Source passage —
---*---

As a scientist who has struggled to conduct world-class science in Jordan over the past two decades, I have been able retrospectively to identify key challenges in the system in Jordan that are similar across many developing countries.
I have also seen, as president of the Society for the Advancement of Science and Technology in the Arab World, what my fellow scientists have faced in their respective countries. What surprised me during the Covid-19 crisis is that many of these challenges exist in developed countries such as the United Kingdom and the United States as well. With high pressure, the cracks start to appear.
For example, Walid Al-Zyoud, head of the biomedical engineering department at the German Jordanian University, in Amman, was principal investigator on a team that developed a novel method to isolate and identify the virus that causes Covid-19. (See a related article, “Jordanian Researchers Create a Cheaper, Faster Coronavirus Test.”)
Al-Zyoud faced multiple obstacles in taking this discovery to the stage of production of a coronavirus test. The first obstacle was registering an intellectual property.
First of all, in Jordan one can only register an intellectual property in the name of an organization, not as an individual. Jordan is updating this system, but the process is still in its infancy because many rules and regulations must be created to support intellectual property rights. Most universities do not have an office for such issues, even though faculty discoveries are not only a source of pride but also of money for the university. I put Al-Zyoud in touch with the Massachusetts Institute of Technology, which recently signed an agreement with the Abdul Hameed Shoman Foundation to support collaborations between faculty and research scientists at MIT and their counterparts in Jordan.
The next obstacle is the lengthy process for obtaining approval of a new pharmaceutical device from the Jordan Food and Drug Administration. Because of the emergency laws that were introduced for Covid-19 in Jordan, the registration process has been expedited so that the Ministry of Health can give a green light to the Food and Drug Administration to move forward.

---*---

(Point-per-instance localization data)

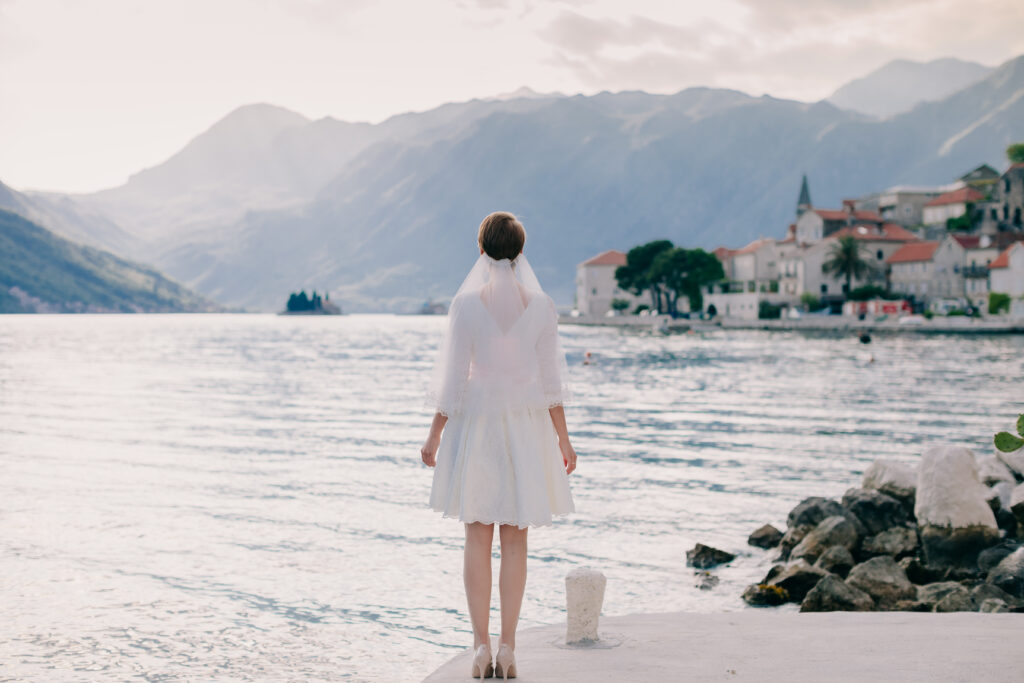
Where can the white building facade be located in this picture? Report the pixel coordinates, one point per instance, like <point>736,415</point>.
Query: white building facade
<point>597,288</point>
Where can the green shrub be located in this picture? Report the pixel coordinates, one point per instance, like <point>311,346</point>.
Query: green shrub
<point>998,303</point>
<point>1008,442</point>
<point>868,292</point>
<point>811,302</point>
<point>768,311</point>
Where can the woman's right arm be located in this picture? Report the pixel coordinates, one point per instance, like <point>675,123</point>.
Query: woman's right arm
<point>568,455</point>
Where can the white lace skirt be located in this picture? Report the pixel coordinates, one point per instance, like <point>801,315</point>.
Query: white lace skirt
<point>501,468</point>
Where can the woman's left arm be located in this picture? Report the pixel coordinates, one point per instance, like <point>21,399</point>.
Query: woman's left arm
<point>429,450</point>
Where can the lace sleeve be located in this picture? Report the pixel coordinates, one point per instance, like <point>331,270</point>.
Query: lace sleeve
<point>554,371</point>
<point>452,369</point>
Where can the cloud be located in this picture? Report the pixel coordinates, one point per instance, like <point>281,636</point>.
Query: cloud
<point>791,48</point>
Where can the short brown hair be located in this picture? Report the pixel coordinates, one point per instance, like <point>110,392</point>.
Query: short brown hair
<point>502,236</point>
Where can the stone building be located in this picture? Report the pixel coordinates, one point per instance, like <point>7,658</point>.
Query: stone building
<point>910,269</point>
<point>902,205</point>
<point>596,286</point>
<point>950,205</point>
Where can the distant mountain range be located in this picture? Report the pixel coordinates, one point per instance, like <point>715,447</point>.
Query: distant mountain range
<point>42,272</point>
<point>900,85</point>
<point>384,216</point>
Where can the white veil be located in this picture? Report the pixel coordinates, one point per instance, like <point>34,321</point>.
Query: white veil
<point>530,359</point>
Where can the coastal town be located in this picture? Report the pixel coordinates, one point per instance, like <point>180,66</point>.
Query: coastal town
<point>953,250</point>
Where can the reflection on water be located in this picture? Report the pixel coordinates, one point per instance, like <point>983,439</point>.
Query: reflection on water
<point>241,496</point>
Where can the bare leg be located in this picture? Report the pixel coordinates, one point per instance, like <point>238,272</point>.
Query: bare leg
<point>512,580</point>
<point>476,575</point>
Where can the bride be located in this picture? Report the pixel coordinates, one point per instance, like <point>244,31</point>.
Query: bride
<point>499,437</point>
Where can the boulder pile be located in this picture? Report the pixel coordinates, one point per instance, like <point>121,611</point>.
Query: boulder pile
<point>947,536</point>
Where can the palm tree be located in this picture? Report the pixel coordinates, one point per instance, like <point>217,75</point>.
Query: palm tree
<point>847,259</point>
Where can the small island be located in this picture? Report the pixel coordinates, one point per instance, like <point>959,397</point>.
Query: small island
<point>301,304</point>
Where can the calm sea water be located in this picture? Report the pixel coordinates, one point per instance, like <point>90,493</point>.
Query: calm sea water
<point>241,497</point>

---*---

To do —
1/ Name every organization, institution, or government body that the passage on scientific obstacles in Jordan mentions by name.
2/ According to the passage on scientific obstacles in Jordan, in whose name can intellectual property be registered in Jordan?

Responses to the tasks —
1/
Society for the Advancement of Science and Technology in the Arab World
German Jordanian University
Massachusetts Institute of Technology
Abdul Hameed Shoman Foundation
Jordan Food and Drug Administration
Ministry of Health

2/ Only in the name of an organization, not an individual.